▸ Cytowany tekst:

:::::

Po przebiciu się przez serię pytań zadawanych przez narzędzie init, nasz projekt jest skonfigurowany do instalowania w nim modułów NPM. Jeśli chcesz się upewnić, że rzeczywiście wszystko jest na miejscu, sprawdź czy plik package.json rzeczywiście pojawił się w głównym katalogu Twojego projektu.

Jeśli wszystko jest OK, to przyszła pora aby zainstalować Webpack w naszym projekcie:

npm install --save-dev webpack

Gotowe! Najwyższy więc czas aby zająć się konfiguracją Webpack!

:::::

▸ Dostarczony materiał:
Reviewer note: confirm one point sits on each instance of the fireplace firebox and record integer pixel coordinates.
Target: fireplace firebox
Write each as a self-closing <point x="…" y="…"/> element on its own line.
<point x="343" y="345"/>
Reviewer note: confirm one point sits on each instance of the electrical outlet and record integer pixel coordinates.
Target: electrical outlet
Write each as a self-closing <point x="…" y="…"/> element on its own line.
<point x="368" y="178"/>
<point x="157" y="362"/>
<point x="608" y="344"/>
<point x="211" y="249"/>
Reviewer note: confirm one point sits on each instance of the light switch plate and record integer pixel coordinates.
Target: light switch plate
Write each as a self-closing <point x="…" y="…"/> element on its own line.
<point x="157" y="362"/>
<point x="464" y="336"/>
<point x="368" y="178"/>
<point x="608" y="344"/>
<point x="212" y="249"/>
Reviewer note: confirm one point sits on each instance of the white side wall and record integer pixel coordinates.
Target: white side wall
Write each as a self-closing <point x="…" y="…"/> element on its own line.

:::::

▸ Treść zadania:
Przepisz dosłownie fragment tekstu o instalacji Webpacka. Zacznij od miejsca ze słowami „Jeśli wszystko jest”, a zakończ po słowach „się konfiguracją Webpack!”. Materiał nie ma żadnego związku z tekstem o instalacji Webpacka.

▸ Gotowe rozwiązanie:
Jeśli wszystko jest OK, to przyszła pora aby zainstalować Webpack w naszym projekcie:

npm install --save-dev webpack

Gotowe! Najwyższy więc czas aby zająć się konfiguracją Webpack!